* **Exercise prompt**:
Down to the final line, return the records unchanged.
---------- Task inputs
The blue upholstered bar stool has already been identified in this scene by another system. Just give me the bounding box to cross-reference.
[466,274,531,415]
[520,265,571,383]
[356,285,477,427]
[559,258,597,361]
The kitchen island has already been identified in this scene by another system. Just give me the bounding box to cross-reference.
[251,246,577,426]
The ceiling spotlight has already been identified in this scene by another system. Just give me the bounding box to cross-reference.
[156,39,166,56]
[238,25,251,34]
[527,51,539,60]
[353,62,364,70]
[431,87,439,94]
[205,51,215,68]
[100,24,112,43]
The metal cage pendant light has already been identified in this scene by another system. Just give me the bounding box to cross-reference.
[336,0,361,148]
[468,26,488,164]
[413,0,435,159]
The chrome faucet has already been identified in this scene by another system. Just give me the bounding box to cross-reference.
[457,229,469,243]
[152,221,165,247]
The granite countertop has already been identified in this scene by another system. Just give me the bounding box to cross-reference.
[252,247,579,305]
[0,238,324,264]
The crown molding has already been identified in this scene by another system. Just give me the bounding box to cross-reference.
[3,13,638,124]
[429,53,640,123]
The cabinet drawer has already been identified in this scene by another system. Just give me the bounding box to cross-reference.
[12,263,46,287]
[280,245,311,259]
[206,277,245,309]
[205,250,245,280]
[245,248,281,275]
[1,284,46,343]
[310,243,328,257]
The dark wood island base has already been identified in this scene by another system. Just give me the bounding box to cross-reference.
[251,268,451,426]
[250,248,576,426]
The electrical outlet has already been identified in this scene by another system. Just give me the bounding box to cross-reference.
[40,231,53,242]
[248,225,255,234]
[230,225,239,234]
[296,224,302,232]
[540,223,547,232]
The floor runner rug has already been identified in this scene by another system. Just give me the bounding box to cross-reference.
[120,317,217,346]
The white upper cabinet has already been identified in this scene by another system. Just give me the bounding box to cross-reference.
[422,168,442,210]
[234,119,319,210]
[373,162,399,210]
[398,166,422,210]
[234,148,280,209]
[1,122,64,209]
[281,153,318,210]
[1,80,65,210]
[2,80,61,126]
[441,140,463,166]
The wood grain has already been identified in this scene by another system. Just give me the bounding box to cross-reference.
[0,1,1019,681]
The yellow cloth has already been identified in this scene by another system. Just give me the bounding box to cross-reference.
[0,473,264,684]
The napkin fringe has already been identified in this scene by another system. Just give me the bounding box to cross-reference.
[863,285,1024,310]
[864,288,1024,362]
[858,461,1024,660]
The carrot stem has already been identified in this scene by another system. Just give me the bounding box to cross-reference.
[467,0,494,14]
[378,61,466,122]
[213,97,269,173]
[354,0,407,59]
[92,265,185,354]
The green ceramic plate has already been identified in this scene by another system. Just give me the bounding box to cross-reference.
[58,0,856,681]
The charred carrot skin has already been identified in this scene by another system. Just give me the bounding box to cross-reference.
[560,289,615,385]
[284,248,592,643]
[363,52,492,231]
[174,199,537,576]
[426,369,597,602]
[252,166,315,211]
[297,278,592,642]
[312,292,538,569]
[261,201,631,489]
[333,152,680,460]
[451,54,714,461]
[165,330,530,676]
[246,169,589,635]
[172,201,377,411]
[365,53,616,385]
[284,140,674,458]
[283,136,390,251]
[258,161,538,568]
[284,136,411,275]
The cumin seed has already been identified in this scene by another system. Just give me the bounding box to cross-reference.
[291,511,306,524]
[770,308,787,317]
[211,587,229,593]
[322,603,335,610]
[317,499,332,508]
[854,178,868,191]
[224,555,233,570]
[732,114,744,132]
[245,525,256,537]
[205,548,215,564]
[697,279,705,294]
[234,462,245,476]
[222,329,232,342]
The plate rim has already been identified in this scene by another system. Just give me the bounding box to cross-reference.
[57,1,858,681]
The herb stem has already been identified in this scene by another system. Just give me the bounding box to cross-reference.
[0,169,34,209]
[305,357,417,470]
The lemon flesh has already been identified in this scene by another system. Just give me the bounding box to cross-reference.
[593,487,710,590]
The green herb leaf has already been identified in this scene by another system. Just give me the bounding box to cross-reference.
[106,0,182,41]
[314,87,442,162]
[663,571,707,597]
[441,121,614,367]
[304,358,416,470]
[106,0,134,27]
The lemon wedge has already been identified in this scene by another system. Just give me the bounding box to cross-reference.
--------------------
* **Answer box**:
The blue upholstered bar stool has already been identified in this scene by another system. Just give me the bounding box to cross-reference.
[466,274,531,415]
[520,265,571,383]
[356,285,477,427]
[559,258,597,361]
The kitchen island has already been identified in this scene by another system. Just give me the bounding box to cross-reference.
[251,246,577,426]
The ceiling spotlight has already been identified in this scene by another system. Just give me the bounding box to cross-reference.
[156,39,166,56]
[238,25,251,34]
[527,51,539,60]
[353,62,364,70]
[431,87,439,94]
[205,51,215,68]
[100,24,112,43]
The metal cage pendant light has already been identified in this scene by another system. Just give me the bounding box to cross-reference.
[336,0,361,148]
[468,26,488,164]
[413,0,435,159]
The chrome faucet has already been identified in this scene by another system. Just give me the bounding box to cross-reference.
[457,229,469,243]
[152,221,165,247]
The granite countertop has already been identified in this scene by another system. Just give me the bounding box to cross-reference.
[252,247,579,305]
[0,238,324,264]
The crown molding has already been identified in this scene by another system. Just give me the bounding box to cross-reference.
[3,13,638,124]
[429,53,640,123]
The cabinet drawer has already been identified in this scene by another system. Just give me the bounding box to cross-reference.
[12,263,46,287]
[280,245,311,259]
[206,277,245,309]
[205,250,245,280]
[245,248,281,275]
[1,284,46,343]
[310,243,328,257]
The dark wood island base has already been identified in this scene by another system. Just give me the bounding box to cross-reference.
[251,268,451,426]
[250,248,576,426]
The electrical outlet has already been identified in this scene by another system. Just give me the bounding box to cross-reference.
[40,231,53,242]
[248,225,255,234]
[230,225,239,234]
[296,224,302,232]
[540,223,547,232]
The floor runner rug has already been identified in this scene by another system. Just give me the bounding box to cross-reference.
[120,317,217,346]
The white upper cabinet has already been identified in this scene by another system. Just give me the bounding box to cross-reference.
[422,168,442,210]
[234,119,319,210]
[373,162,399,210]
[398,166,422,210]
[234,148,280,209]
[1,122,64,209]
[281,153,318,210]
[1,80,65,210]
[2,80,61,126]
[441,140,463,166]
The wood grain has already been identified in this scene by another system. Just give me the bounding box to cross-reference.
[0,1,1019,681]
The yellow cloth has already been identified in this scene by another system. Just give me the bounding box to cross-reference.
[0,473,264,684]
The napkin fringe has already been identified in this scene by another system. Just give me the bounding box to cross-reference.
[863,285,1024,310]
[864,288,1024,362]
[858,461,1024,660]
The carrot stem has already been identified in this scene by another system. Just give me the bounding box to cross-reference.
[467,0,494,14]
[378,61,466,122]
[213,97,269,173]
[354,0,407,59]
[92,265,185,354]
The green ceramic plate has already been identified in this scene by another system. Just give me the bounding box to cross-reference.
[58,0,856,681]
The charred carrot skin has already been identified in this scene by another system. Just give me the bounding box to cross-reference.
[560,289,615,385]
[284,248,592,643]
[363,52,492,231]
[174,199,537,576]
[426,369,597,602]
[252,166,315,211]
[297,278,592,642]
[312,292,538,569]
[261,201,631,489]
[333,152,680,460]
[451,54,714,461]
[165,330,530,676]
[246,169,589,635]
[172,201,377,411]
[365,53,616,385]
[284,140,674,458]
[283,136,390,251]
[258,161,538,568]
[284,136,411,275]
The cumin seed has already been identified in this scene by another system. Just give me the bounding box to cross-reference.
[291,511,306,524]
[770,308,787,317]
[211,587,229,593]
[322,603,335,610]
[317,499,332,508]
[854,178,868,191]
[224,555,233,570]
[732,114,744,132]
[245,525,256,537]
[205,548,215,564]
[697,279,705,294]
[234,462,245,476]
[222,329,232,342]
The plate rim has already been identified in this scene by another system. Just give me the bounding box to cross-reference.
[57,1,858,681]
The herb stem has already been identified in this scene by another system. Just give me the bounding box to cross-reference.
[0,169,34,209]
[305,357,417,470]
The lemon flesh has already been identified in this scene by another system. Just give me the bounding box to cross-reference.
[593,487,710,590]
The green herb leaf has already been identified in this scene by another system. Just give me the bounding box to cross-reference.
[106,0,182,41]
[314,87,442,162]
[663,571,707,597]
[441,121,614,367]
[304,358,416,470]
[106,0,134,27]
The lemon wedge has already been identified in this scene by another system. Just give me the bounding box to cross-reference.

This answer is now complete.